● **Task goal**: When you copy the entries, keep every word exactly as it is and drop the images.

*** Records provided ***

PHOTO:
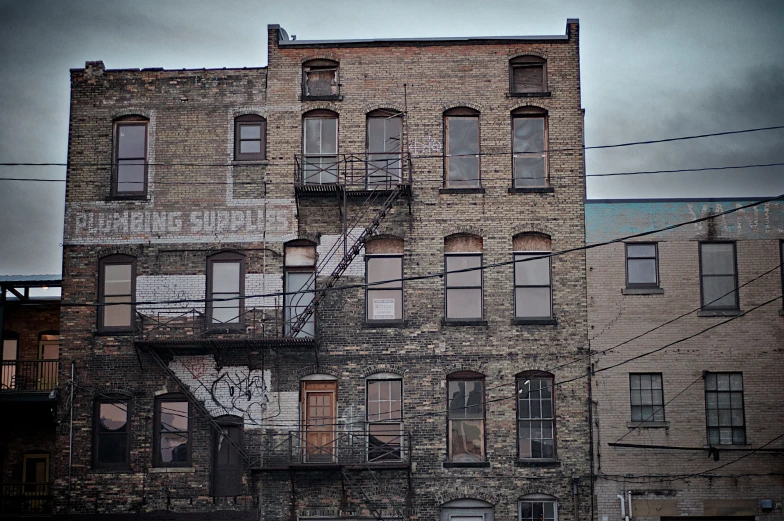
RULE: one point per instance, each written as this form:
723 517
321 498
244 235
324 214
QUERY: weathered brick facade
688 482
200 201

*** End of Records provided ***

● **Exercise output**:
PHOTO:
RULE: one point per instance, each written as this form:
723 517
321 498
244 235
324 214
QUERY: weathered brick facade
688 482
200 201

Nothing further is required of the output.